El estilo neobarroco de GGM se ve en la adjetivación emocional, tipo Borges, “amores atolondrados” (p. 78), “moralismo medieval” (p. 72), “asedios seniles” (p. 79), y alargada, “cabello de azabache absolutamente aplanchado con gomina y con la línea perfecta en el medio” (p. 61). Lo poético está más presente en los primeros capítulos: “En el segundo trago ella sintió que el brandy se había encontrado con la ginebra en alguna parte de su corazón” (p. 25). Con el fondo de Claro de luna, de Debussy, Ana Magdalena Bach, la protagonista, ve “la luna inmensa en el horizonte y las garzas azules aleteando sin aire en la borrasca”, como lo vio Walt Disney en Fantasía, antes de que Mickey Mouse llegara a jalarle la manga al director de la orquesta.

Listado sin procesar
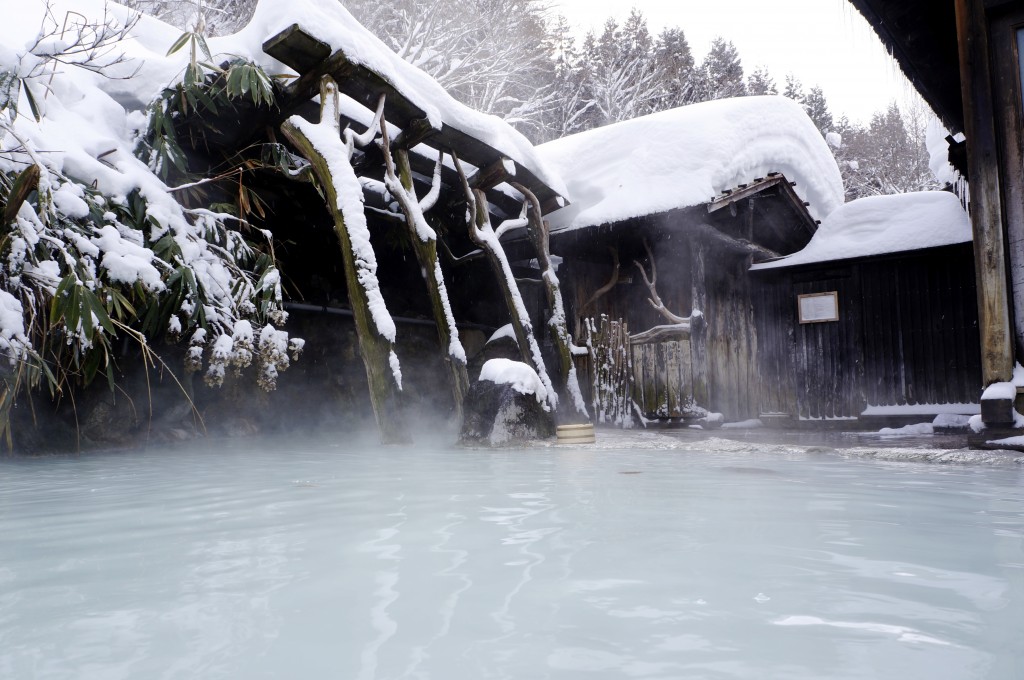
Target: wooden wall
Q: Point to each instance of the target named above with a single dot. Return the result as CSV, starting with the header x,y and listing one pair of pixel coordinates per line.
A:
x,y
692,273
907,334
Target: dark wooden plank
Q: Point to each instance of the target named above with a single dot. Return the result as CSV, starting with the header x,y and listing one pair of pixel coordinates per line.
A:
x,y
297,49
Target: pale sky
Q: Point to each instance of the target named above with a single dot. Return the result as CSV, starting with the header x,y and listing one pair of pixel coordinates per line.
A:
x,y
822,42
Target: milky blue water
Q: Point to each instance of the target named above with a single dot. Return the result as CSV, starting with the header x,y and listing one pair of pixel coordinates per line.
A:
x,y
324,558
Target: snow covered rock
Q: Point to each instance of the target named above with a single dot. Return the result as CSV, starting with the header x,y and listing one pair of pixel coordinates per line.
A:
x,y
506,406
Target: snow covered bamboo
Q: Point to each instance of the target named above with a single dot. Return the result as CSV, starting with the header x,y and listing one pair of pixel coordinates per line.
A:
x,y
331,159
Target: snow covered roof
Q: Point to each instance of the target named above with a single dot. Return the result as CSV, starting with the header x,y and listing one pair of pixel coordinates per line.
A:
x,y
881,224
685,157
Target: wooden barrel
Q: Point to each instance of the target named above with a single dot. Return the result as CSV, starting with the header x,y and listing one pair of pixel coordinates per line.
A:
x,y
576,433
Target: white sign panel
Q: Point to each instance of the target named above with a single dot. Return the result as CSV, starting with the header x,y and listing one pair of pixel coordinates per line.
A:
x,y
818,307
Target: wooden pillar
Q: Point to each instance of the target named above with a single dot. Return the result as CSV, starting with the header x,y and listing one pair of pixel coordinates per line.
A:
x,y
986,201
698,326
336,176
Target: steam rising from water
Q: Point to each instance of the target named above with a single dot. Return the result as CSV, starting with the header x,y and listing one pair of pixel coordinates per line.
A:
x,y
321,558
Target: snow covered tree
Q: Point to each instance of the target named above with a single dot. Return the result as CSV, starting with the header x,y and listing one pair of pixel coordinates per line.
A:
x,y
817,110
569,103
216,17
721,72
675,67
761,82
794,89
888,156
98,249
489,54
619,75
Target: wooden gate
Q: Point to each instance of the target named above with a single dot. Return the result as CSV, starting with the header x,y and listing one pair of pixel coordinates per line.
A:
x,y
663,374
609,371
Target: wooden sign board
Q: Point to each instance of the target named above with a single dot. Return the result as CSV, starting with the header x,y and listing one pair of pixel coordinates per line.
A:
x,y
818,307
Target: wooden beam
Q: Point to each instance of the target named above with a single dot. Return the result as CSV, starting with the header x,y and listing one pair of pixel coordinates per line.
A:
x,y
494,174
306,54
297,49
739,194
986,202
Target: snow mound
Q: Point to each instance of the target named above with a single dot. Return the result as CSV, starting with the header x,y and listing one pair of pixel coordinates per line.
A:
x,y
686,157
522,378
881,224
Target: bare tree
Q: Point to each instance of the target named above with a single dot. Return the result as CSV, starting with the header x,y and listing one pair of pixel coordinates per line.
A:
x,y
489,54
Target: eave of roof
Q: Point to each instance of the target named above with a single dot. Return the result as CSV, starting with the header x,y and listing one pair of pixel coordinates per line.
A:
x,y
922,37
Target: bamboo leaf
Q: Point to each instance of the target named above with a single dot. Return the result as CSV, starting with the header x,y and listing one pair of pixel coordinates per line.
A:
x,y
32,102
203,46
10,89
179,43
27,180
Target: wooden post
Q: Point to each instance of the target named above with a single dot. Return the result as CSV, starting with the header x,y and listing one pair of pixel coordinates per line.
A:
x,y
698,334
425,247
537,228
376,347
986,202
482,235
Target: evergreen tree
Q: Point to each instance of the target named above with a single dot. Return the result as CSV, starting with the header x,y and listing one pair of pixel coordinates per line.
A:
x,y
761,82
722,72
619,74
674,64
794,88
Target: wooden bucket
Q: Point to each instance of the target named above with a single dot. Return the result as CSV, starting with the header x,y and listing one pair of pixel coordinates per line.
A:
x,y
576,433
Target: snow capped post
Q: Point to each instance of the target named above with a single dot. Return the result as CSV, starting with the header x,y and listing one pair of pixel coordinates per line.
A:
x,y
331,158
481,234
399,183
539,237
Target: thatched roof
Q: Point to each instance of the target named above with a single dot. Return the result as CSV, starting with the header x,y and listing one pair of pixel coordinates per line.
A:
x,y
922,37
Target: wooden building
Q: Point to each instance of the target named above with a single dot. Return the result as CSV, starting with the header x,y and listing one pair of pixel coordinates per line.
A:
x,y
668,213
965,56
876,317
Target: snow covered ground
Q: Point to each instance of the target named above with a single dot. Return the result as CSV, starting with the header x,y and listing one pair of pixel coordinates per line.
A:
x,y
608,439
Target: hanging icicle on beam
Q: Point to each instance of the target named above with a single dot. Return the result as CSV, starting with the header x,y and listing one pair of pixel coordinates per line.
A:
x,y
322,144
539,235
484,237
398,179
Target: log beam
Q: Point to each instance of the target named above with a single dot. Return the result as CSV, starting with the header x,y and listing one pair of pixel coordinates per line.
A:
x,y
376,347
987,213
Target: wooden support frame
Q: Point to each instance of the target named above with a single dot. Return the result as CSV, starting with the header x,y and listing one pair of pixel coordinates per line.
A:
x,y
313,58
987,212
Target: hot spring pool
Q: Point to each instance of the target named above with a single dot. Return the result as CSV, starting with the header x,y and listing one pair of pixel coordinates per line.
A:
x,y
327,559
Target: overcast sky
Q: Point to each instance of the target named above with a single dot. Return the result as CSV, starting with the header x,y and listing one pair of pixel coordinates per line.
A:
x,y
822,42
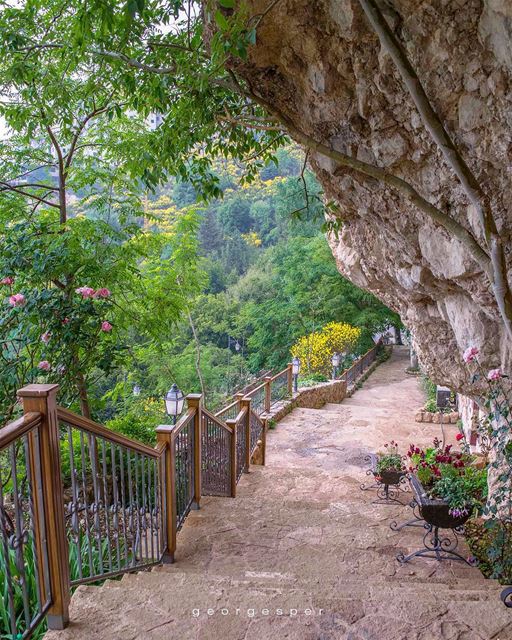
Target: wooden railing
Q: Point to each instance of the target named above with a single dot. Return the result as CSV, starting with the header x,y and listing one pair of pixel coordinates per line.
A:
x,y
357,369
80,503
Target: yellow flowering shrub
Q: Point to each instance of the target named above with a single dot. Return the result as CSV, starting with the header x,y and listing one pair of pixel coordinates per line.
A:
x,y
316,349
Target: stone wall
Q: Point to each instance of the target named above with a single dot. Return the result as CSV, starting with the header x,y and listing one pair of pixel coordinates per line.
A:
x,y
470,415
311,398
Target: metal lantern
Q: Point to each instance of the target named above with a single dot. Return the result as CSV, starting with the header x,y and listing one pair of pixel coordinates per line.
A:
x,y
442,397
174,399
335,364
295,373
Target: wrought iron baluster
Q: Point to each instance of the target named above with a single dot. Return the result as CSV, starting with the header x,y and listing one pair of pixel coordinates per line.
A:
x,y
106,507
156,484
138,540
115,504
73,508
31,526
7,564
20,536
124,506
86,505
97,504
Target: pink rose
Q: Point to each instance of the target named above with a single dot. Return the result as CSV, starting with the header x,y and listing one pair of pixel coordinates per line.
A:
x,y
17,300
102,293
470,354
85,292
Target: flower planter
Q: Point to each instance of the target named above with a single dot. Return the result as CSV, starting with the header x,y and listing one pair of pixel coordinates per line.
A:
x,y
435,512
388,476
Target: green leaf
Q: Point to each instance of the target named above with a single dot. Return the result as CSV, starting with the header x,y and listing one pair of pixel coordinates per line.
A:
x,y
221,21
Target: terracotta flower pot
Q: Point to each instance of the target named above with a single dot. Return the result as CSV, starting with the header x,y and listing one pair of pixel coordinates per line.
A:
x,y
387,476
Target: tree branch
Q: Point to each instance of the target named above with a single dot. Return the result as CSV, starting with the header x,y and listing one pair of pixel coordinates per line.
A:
x,y
398,184
62,175
453,157
78,133
24,185
131,62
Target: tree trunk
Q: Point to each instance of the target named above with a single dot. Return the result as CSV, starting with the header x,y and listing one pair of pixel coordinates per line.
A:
x,y
82,394
322,69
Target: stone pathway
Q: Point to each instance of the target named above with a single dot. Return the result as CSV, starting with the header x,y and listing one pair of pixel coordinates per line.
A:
x,y
301,553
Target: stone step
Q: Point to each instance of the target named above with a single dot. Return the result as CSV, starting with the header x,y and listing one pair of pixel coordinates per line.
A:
x,y
193,610
348,585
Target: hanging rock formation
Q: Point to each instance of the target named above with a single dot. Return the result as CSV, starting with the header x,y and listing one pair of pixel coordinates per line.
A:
x,y
320,65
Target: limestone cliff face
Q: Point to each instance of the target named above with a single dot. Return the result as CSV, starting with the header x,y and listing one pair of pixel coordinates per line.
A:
x,y
319,63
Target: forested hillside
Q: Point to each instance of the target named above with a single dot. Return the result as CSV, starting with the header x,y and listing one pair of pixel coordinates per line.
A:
x,y
270,278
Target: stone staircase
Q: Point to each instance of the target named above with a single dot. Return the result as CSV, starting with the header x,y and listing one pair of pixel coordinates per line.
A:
x,y
301,553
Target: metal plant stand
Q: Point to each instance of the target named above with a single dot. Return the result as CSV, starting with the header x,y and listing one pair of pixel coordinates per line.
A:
x,y
417,521
506,597
437,547
387,491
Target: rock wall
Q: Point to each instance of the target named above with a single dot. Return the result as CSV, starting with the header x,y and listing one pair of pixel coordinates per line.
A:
x,y
311,398
320,65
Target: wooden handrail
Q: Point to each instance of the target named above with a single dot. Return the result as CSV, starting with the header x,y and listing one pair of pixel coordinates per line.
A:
x,y
241,415
222,423
280,374
90,426
226,408
183,421
18,428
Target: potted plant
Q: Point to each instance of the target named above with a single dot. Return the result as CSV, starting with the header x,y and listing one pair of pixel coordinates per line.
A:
x,y
388,465
446,486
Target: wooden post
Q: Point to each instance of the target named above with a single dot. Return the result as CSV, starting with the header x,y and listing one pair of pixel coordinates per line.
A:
x,y
232,426
168,475
42,398
268,393
246,403
264,441
194,401
238,398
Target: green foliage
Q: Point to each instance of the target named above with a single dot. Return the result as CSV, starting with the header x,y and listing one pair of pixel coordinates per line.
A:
x,y
58,334
390,459
462,491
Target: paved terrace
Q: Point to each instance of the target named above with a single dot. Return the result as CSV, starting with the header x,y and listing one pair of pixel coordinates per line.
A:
x,y
301,554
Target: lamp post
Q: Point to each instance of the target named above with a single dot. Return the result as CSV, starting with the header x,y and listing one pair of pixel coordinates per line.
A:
x,y
174,399
295,373
336,358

Tareas por realizar
[a] Duplica el fragmento sobre el estilo neobarroco entre “El estilo neobarroco” y “de la orquesta.”, ambos incluidos.
[b] Prosigue el fragmento sobre el estilo neobarroco a partir de donde termina.

Respuestas por tarea
[a]
El estilo neobarroco de GGM se ve en la adjetivación emocional, tipo Borges, “amores atolondrados” (p. 78), “moralismo medieval” (p. 72), “asedios seniles” (p. 79), y alargada, “cabello de azabache absolutamente aplanchado con gomina y con la línea perfecta en el medio” (p. 61). Lo poético está más presente en los primeros capítulos: “En el segundo trago ella sintió que el brandy se había encontrado con la ginebra en alguna parte de su corazón” (p. 25). Con el fondo de Claro de luna, de Debussy, Ana Magdalena Bach, la protagonista, ve “la luna inmensa en el horizonte y las garzas azules aleteando sin aire en la borrasca”, como lo vio Walt Disney en Fantasía, antes de que Mickey Mouse llegara a jalarle la manga al director de la orquesta.

[b]
Como en La siesta del martes, una mujer va al cementerio. En el cuento el viaje es en tren, y en la novela, en un transbordador que la lleva a Cayo Coco (p. 89). En el cuento la mamá va a visitar la tumba del buen ladrón de su hijo, y en la novela, Ana Magdalena va a contarle las novedades anuales a su mamá. En el cuento, la mujer tiene un desagradable cruce con el cura, dueño de las llaves del camposanto, y en la novela, Ana Magdalena tiene un agradabilísimo encuentro con un obispo, como en el Pájaro espino, aunque más adelante el escándalo se desinfla.
La música está presente. Se oye el susurro del concierto de piano de Grieg (p. 41), los boleros de Agustín Lara al estilo de Chopin (p. 43), tal vez el Ave María de Schubert (p. 45), quizá un Cómo fue de Elena Burke (p. 61), lo más sexi de Fausto Papetti (p. 65) y Siboney (p. 117), acaso cantada por Omara Portuondo. Cuando una altanera y pretensiosa mujer atraviesa la pista de baile, se puede evocar a La bikina, como se puede evocar también La llorona, por el huipil que viste primero Ana Magdalena y después su hija, Micaela.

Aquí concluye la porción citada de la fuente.